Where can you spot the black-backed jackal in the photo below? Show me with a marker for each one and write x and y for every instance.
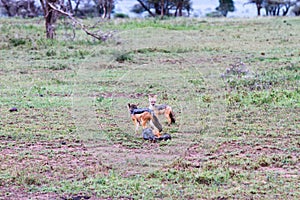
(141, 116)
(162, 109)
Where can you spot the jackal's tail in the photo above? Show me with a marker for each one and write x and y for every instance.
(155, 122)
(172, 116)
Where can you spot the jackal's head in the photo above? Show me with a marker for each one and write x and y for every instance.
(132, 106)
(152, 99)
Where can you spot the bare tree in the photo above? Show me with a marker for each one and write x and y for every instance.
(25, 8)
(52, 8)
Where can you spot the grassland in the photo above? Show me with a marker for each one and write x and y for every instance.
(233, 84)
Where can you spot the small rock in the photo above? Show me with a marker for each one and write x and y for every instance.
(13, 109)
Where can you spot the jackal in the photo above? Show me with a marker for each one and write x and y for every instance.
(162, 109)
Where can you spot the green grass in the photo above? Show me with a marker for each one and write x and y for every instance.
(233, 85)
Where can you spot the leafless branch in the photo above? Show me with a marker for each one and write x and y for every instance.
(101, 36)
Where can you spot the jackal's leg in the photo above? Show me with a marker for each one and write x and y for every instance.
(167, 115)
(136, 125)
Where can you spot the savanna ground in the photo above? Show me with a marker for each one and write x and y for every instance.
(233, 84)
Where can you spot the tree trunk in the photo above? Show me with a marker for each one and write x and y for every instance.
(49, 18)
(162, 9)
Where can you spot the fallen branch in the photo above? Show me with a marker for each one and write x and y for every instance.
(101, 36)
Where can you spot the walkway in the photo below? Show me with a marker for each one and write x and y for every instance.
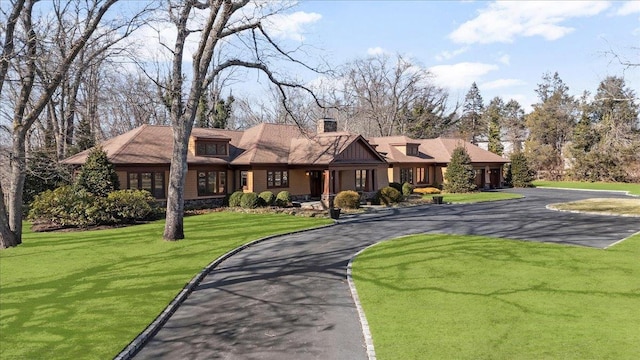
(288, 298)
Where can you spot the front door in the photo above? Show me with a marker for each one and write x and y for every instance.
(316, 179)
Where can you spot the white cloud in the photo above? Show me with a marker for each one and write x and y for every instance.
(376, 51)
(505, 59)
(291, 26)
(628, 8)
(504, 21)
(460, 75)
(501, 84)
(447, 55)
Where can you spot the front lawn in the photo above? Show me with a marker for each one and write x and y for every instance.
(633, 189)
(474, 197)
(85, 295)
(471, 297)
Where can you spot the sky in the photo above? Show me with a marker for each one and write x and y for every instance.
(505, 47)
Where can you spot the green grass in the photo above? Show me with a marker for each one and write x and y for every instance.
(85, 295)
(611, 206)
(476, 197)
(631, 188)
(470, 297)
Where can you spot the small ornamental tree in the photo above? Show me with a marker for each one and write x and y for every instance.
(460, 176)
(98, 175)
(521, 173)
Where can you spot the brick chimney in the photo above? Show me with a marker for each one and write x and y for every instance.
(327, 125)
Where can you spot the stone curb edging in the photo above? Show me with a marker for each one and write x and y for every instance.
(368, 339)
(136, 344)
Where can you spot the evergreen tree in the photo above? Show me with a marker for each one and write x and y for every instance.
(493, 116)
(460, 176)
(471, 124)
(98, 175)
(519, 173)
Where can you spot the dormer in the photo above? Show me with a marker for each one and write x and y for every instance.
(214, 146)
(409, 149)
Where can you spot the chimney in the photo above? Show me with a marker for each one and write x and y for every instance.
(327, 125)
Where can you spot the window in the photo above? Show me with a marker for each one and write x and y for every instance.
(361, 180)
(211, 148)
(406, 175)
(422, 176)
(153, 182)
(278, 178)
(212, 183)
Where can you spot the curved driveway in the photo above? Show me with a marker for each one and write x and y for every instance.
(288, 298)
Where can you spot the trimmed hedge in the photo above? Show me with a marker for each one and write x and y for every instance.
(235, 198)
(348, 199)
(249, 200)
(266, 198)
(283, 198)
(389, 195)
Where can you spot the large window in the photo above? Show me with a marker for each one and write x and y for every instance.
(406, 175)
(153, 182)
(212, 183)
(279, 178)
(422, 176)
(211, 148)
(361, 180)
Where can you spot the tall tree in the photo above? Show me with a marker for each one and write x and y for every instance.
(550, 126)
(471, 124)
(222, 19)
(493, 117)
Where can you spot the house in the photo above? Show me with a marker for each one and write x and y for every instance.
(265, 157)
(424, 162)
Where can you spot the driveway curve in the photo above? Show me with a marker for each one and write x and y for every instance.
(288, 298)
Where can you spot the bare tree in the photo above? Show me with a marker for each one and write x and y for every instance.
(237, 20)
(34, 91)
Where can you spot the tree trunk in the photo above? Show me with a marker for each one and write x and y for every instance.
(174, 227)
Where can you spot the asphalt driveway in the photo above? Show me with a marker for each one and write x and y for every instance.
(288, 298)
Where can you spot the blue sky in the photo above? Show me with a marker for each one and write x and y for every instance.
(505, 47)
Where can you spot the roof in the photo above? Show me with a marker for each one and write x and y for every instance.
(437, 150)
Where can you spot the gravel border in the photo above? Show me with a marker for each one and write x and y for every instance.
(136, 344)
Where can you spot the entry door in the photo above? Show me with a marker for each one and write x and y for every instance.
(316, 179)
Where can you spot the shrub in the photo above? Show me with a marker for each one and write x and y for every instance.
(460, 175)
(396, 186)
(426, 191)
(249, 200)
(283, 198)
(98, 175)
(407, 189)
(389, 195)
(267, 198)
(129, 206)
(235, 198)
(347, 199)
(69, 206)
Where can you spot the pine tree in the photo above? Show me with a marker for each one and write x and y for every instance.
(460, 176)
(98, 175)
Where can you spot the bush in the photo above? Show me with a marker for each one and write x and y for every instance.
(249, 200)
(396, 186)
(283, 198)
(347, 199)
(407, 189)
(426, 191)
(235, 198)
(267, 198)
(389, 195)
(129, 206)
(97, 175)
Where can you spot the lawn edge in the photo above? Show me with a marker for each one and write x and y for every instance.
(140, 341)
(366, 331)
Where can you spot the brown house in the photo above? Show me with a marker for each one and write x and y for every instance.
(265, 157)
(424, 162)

** TASK STATEMENT **
Transcribe all of the material exactly, leaving out whatever pictures it contains.

** ANSWER SECTION **
Where can you spot the black-backed jackal in the photo below? Show me with a marker for each one and write x and y for every instance.
(141, 116)
(162, 109)
Where can you spot the jackal's tail in the photo above? Show me with a marker for each one and write x and y for every instance.
(155, 122)
(172, 116)
Where can you spot the jackal's head in the photo above? Show me with a marker for each one and write x and y for every instance.
(132, 106)
(152, 99)
Where can you spot the bare tree in the photo above? Show me with a marker for each one and write x and y for every instance.
(25, 8)
(52, 8)
Where can you spot the grassland in the photo above? Show me with a marker for each one and write x and y for every instance.
(233, 84)
Where can you spot the small rock in the photo above? Show me with a marker for each one and write x and y for every instance.
(13, 109)
Where can you spot the jackal in the photo above? Show me with a marker for each one and write x and y for every instance.
(162, 109)
Where can you spot the green grass in the photo above? Show me with a marker for each one and write x and y for every instance.
(233, 85)
Where can you spot the leafless branch in the photo above? Show me with a marker for each one and write x and y for every instance.
(101, 36)
Where can you spot the jackal's leg in the photo above? Show me with a marker for each one and write x and y for every instance.
(167, 115)
(136, 125)
Where can you spot the savanna ground in the photo above? Show me with a marker for each one and write x and y for every instance.
(233, 84)
Where can you spot the tree trunk in the photo above? Show me with a marker for each one and write x and y for every instance.
(49, 18)
(162, 9)
Where can you spot the fallen branch in the photo above? Show me with a marker for each one and write x and y for every instance.
(101, 36)
Where can you spot the walkway in the photo below? Show me with a marker for each one and write x and y for every instance.
(288, 298)
Where can you spot the front door in the photo above? Show me with a marker for each one and write x and y for every instance.
(316, 179)
Where can you spot the white cloud in the photo above? Show me with a marker for each one and write x and y for every instance.
(376, 51)
(505, 59)
(291, 26)
(628, 8)
(504, 21)
(460, 75)
(501, 84)
(447, 55)
Where can you spot the front lawn in the photo above? Show me with a marker for each one and write x and y for every instance.
(633, 189)
(474, 197)
(85, 295)
(471, 297)
Where can you spot the sky in the photo above? Show me with a marker for each one and write x and y for every instance.
(505, 47)
Where can you spot the green grass in the photo above? Show me with a marker for each one and write x and y for every instance.
(85, 295)
(611, 206)
(476, 197)
(631, 188)
(470, 297)
Where can you spot the small ornamental tree in the photo above? Show me with a marker for each one and write x and y for every instance.
(460, 176)
(98, 175)
(521, 173)
Where can you spot the brick chimney in the photo above? Show me with a marker for each one and write x and y for every instance.
(327, 125)
Where can you spot the stone curb edging in the photo above? Show me with a marker for each one and write x and y for every instance.
(368, 339)
(136, 344)
Where can you spot the evergreen tree in the photo above? Show me with a marker for each one and write x and y for every instance.
(493, 116)
(460, 176)
(471, 124)
(98, 175)
(519, 173)
Where can you spot the dormer in the photo above? Show me with a marker for each one and write x and y for every instance.
(214, 146)
(409, 149)
Where can you spot the chimney in the photo above? Show me with a marker for each one and write x and y for every instance.
(327, 125)
Where can you spot the window in the photo above? Show me with a marker for each one and write x and y for every instance.
(361, 180)
(211, 148)
(406, 175)
(422, 176)
(153, 182)
(278, 178)
(212, 183)
Where can you spot the curved driveway in the photo above? Show me with a marker for each one and write x and y for every instance.
(288, 298)
Where can you spot the trimmed hedge in the photo above? Show me with a marker for each one and write x and y for every instance.
(235, 198)
(348, 199)
(249, 200)
(266, 198)
(283, 198)
(389, 195)
Where can you spot the large window in the photo above? Show me with a marker for each one and write x and y for every instance.
(406, 175)
(153, 182)
(212, 183)
(279, 178)
(422, 176)
(211, 148)
(361, 180)
Where can you spot the tall tree in the photo above? Show me with a marker for each one and write x and y for every instance.
(550, 126)
(471, 124)
(222, 19)
(493, 117)
Where can you spot the house in the photo above? Show me with a marker for each one and write x and y for every instance.
(265, 157)
(424, 162)
Where can you spot the driveway curve in the photo above? Show me with a marker for each one and write x and y for every instance.
(288, 298)
Where can you spot the bare tree in the photo above? Show me with a marker for each one and write x and y for every instance.
(237, 20)
(34, 91)
Where can you spot the tree trunk in the photo above? Show me with a marker for each one and write x and y for every instance.
(174, 227)
Where can you spot the asphalt driveway in the photo above? Show me with a marker for each one and write x and y for every instance.
(288, 298)
Where can you spot the blue sky in the photo above? Show me with a marker for each one and write x and y for every instance.
(505, 47)
Where can you spot the roof in the photo above? Show me with a marker for each one and write x and y for every instance.
(437, 150)
Where can you spot the gravel border in the photo above? Show me with a marker for each one and write x and y for every instance.
(136, 344)
Where can you spot the entry door in the photo above? Show me with a marker for each one and write x and y for every instance.
(316, 179)
Where can you spot the shrub in the photo above? Show me with a marker for each one and write x and y for every instance.
(460, 175)
(396, 186)
(426, 191)
(249, 200)
(283, 198)
(98, 175)
(407, 189)
(389, 195)
(267, 198)
(129, 206)
(235, 198)
(347, 199)
(69, 206)
Where can you spot the pine tree in the photo above? Show me with a marker for each one and write x and y for every instance.
(460, 176)
(98, 175)
Where can you spot the bush in the photo above? Show me with a marker for each one and write x and y for every instance.
(249, 200)
(396, 186)
(283, 198)
(347, 199)
(407, 189)
(426, 191)
(235, 198)
(267, 198)
(389, 195)
(129, 206)
(97, 175)
Where can you spot the lawn edge in the photo above? Show me with a marker for each one and write x and y for every instance.
(140, 341)
(366, 331)
Where can you spot the brown house in the photo above? Show me with a marker for each one and write x and y for every instance.
(265, 157)
(424, 162)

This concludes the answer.